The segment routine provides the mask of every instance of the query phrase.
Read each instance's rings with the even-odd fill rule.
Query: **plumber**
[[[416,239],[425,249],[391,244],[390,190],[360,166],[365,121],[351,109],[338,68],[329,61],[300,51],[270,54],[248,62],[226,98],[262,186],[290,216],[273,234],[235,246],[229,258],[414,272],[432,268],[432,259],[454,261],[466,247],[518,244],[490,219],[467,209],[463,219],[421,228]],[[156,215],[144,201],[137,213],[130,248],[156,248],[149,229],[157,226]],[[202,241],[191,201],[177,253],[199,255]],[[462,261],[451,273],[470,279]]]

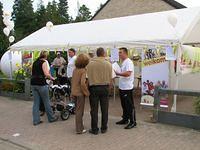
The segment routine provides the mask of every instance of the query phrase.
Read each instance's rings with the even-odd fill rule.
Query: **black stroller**
[[[67,120],[75,113],[75,102],[70,98],[71,86],[68,78],[60,77],[49,84],[51,107],[54,112],[60,112],[62,120]],[[67,103],[67,99],[69,103]]]

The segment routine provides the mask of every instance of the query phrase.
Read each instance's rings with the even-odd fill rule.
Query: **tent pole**
[[[179,88],[179,76],[180,76],[180,63],[181,63],[181,44],[178,44],[178,51],[177,51],[177,63],[176,63],[176,76],[175,76],[175,90]],[[171,112],[176,112],[177,108],[177,95],[174,95],[174,102],[171,108]]]

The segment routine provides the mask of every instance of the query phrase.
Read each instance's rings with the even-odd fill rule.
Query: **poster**
[[[141,105],[153,106],[155,86],[168,88],[169,62],[164,48],[146,48],[142,53],[142,98]],[[168,107],[168,96],[162,95],[161,107]]]
[[[200,48],[182,45],[180,71],[182,74],[200,72]]]

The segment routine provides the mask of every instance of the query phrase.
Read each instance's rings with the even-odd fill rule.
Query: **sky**
[[[0,0],[3,2],[4,10],[12,11],[13,1],[14,0]],[[34,9],[37,8],[37,4],[39,0],[33,0]],[[46,5],[49,1],[52,0],[43,0]],[[56,0],[58,1],[58,0]],[[80,5],[85,4],[90,8],[92,14],[99,8],[100,4],[104,4],[107,0],[68,0],[69,3],[69,13],[73,17],[77,15],[77,1],[79,1]],[[197,7],[200,6],[200,0],[177,0],[179,3],[185,5],[186,7]]]
[[[3,2],[4,10],[6,11],[12,11],[12,6],[14,3],[14,0],[0,0]],[[47,3],[52,0],[43,0],[44,4],[47,5]],[[56,0],[57,2],[59,0]],[[90,8],[90,11],[92,14],[96,12],[96,10],[99,8],[100,4],[104,4],[107,0],[68,0],[69,5],[69,13],[71,16],[75,17],[77,15],[77,1],[79,1],[79,4],[85,4],[88,8]],[[33,6],[34,9],[37,8],[39,0],[33,0]]]

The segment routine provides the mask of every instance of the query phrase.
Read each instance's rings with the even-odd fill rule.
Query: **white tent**
[[[175,28],[168,22],[177,16]],[[11,50],[63,49],[67,47],[133,46],[138,44],[198,43],[200,8],[127,16],[83,23],[56,25],[34,32],[12,45]]]

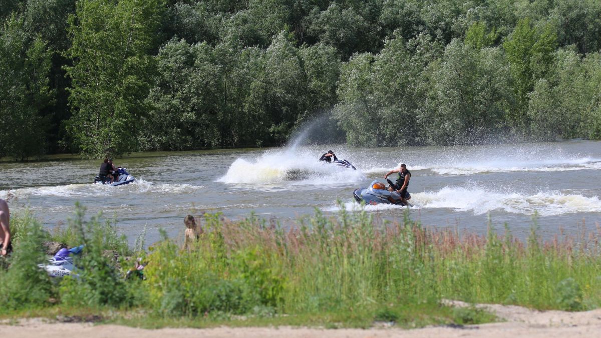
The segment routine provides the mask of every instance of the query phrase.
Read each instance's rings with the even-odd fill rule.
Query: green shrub
[[[47,262],[41,246],[46,234],[27,209],[11,220],[14,251],[7,260],[8,269],[0,269],[0,311],[46,305],[54,290],[46,271],[38,266]]]
[[[102,223],[100,215],[84,220],[85,209],[76,203],[75,218],[69,227],[84,244],[83,253],[73,258],[76,275],[66,277],[61,282],[63,303],[72,306],[123,306],[130,304],[127,284],[115,270],[113,262],[104,254],[114,250],[121,255],[127,253],[124,238],[117,236],[108,221]]]

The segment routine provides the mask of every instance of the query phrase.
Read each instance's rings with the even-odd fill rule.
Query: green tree
[[[136,149],[138,117],[148,107],[154,64],[149,55],[162,0],[82,0],[69,18],[73,115],[67,128],[81,153],[92,158]]]
[[[534,83],[551,69],[556,44],[557,34],[550,23],[535,28],[528,18],[518,22],[503,43],[517,101],[515,109],[508,115],[508,122],[517,131],[526,133],[529,129],[528,95],[534,89]]]
[[[343,65],[335,114],[347,141],[360,146],[419,144],[426,100],[423,72],[442,51],[430,35],[388,40],[379,54],[354,55]]]
[[[478,21],[474,23],[468,29],[465,33],[465,44],[476,49],[483,47],[490,47],[497,38],[496,31],[493,28],[488,33],[486,32],[486,25],[484,22]]]
[[[29,37],[23,20],[14,14],[0,29],[0,158],[22,160],[45,152],[46,121],[40,111],[52,102],[52,54],[41,37]]]
[[[454,40],[433,64],[420,120],[433,144],[494,140],[511,101],[509,67],[497,48],[474,49]]]
[[[549,79],[537,82],[530,93],[528,114],[532,135],[544,140],[599,138],[601,126],[601,55],[584,60],[575,51],[555,54],[556,66]]]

━━━━

Swap "query phrase" for "search phrase" throughout all the items above, keeping every other part the same, and leave the pictures out of your answer.

| Answer in full |
The segment routine provides the mask of every instance of the search phrase.
Read each instance's rings with the even-odd fill rule.
Query: **plumber**
[[[416,239],[425,249],[391,244],[390,190],[360,166],[365,121],[351,109],[338,68],[329,61],[300,51],[270,54],[248,62],[226,98],[262,186],[290,216],[273,234],[235,246],[229,258],[414,272],[432,268],[432,259],[454,261],[466,247],[518,244],[490,219],[467,209],[463,219],[421,228]],[[156,215],[144,201],[137,213],[130,248],[156,248],[149,229],[157,226]],[[202,241],[191,201],[177,253],[199,255]],[[462,261],[451,273],[470,279]]]

The segment routine provides the mask of every instance of the search phrase.
Read each instance's rings with the even-odd fill rule.
Query: **black stroller**
[[[67,120],[75,113],[75,102],[70,98],[71,86],[68,78],[60,77],[49,84],[51,107],[54,112],[60,112],[62,120]],[[67,103],[67,99],[69,103]]]

The segment routine provides the mask of every instance of the search phrase.
Read each instance's rings with the even-odd fill rule.
Query: **tent pole**
[[[179,88],[179,76],[180,76],[180,63],[181,63],[181,44],[178,44],[178,51],[177,51],[177,63],[176,63],[176,76],[175,76],[175,90]],[[171,112],[176,112],[177,108],[177,95],[174,95],[174,102],[171,108]]]

The segment routine provides the mask of every instance of the search phrase.
Read each instance's rings with the even-odd fill rule.
Query: **poster**
[[[141,105],[153,106],[155,86],[168,88],[169,62],[164,48],[146,48],[142,53],[142,98]],[[168,107],[168,96],[162,95],[161,107]]]
[[[200,48],[182,45],[180,71],[182,74],[200,72]]]

The segment routine provides the mask of every instance of the search phrase.
Read each instance's rings with the even-odd fill rule.
Query: **sky**
[[[0,0],[3,2],[4,10],[12,11],[13,1],[14,0]],[[34,9],[37,8],[37,4],[39,0],[33,0]],[[46,5],[49,1],[52,0],[43,0]],[[56,0],[58,1],[58,0]],[[80,5],[85,4],[90,8],[92,14],[99,8],[100,4],[104,4],[107,0],[68,0],[69,3],[69,13],[73,17],[77,15],[77,1],[79,1]],[[197,7],[200,6],[200,0],[177,0],[179,3],[185,5],[186,7]]]
[[[3,2],[4,10],[6,11],[12,11],[12,6],[14,3],[14,0],[0,0]],[[47,3],[52,0],[43,0],[44,4],[47,5]],[[56,0],[57,2],[59,0]],[[90,8],[90,11],[92,14],[96,12],[96,10],[99,8],[100,4],[104,4],[107,0],[68,0],[69,5],[69,13],[71,16],[75,17],[77,15],[77,1],[79,1],[79,4],[85,4],[88,8]],[[33,6],[34,9],[37,8],[39,0],[33,0]]]

The segment routine provides the mask of every instance of the search phrase.
Read each instance's rings with the even-odd fill rule.
Query: **white tent**
[[[175,28],[168,22],[177,16]],[[11,50],[63,49],[67,47],[133,46],[138,44],[198,43],[200,8],[127,16],[83,23],[56,25],[34,32],[12,45]]]

The segment routine provides the mask of every instance of the search phrase.
Read each instance's rings with the even-odd fill rule.
Query: green shrub
[[[47,262],[41,246],[46,234],[27,209],[11,220],[14,251],[7,260],[8,269],[0,269],[0,311],[46,305],[54,290],[46,271],[38,266]]]
[[[102,223],[100,215],[84,220],[85,209],[76,203],[75,218],[69,227],[84,244],[83,253],[73,258],[76,275],[66,277],[61,282],[63,303],[72,306],[123,306],[130,304],[127,284],[115,270],[113,262],[104,254],[114,250],[121,255],[127,253],[124,238],[117,236],[108,221]]]

The segment routine provides the mask of every instance of the search phrase.
Read each instance's rings with the even-odd fill rule.
Query: green tree
[[[136,149],[138,117],[148,107],[154,64],[149,55],[162,0],[82,0],[69,18],[73,115],[67,128],[81,153],[92,158]]]
[[[534,83],[551,69],[556,44],[557,34],[550,23],[535,28],[528,18],[518,22],[503,43],[517,101],[515,109],[508,115],[508,122],[517,131],[526,133],[529,129],[528,95],[534,89]]]
[[[343,65],[335,114],[347,141],[360,146],[419,144],[426,100],[423,72],[442,51],[430,35],[388,40],[379,54],[354,55]]]
[[[478,21],[474,23],[468,29],[465,33],[465,44],[476,49],[483,47],[490,47],[497,38],[496,31],[493,28],[488,33],[486,32],[486,25],[484,22]]]
[[[29,37],[23,20],[14,14],[0,29],[0,158],[22,160],[45,152],[46,121],[40,111],[52,102],[52,54],[41,37]]]
[[[454,40],[433,64],[420,120],[433,144],[494,140],[511,101],[509,67],[497,48],[474,49]]]
[[[549,79],[537,82],[530,93],[528,114],[532,135],[544,140],[599,138],[601,126],[601,55],[584,60],[575,51],[555,54],[556,66]]]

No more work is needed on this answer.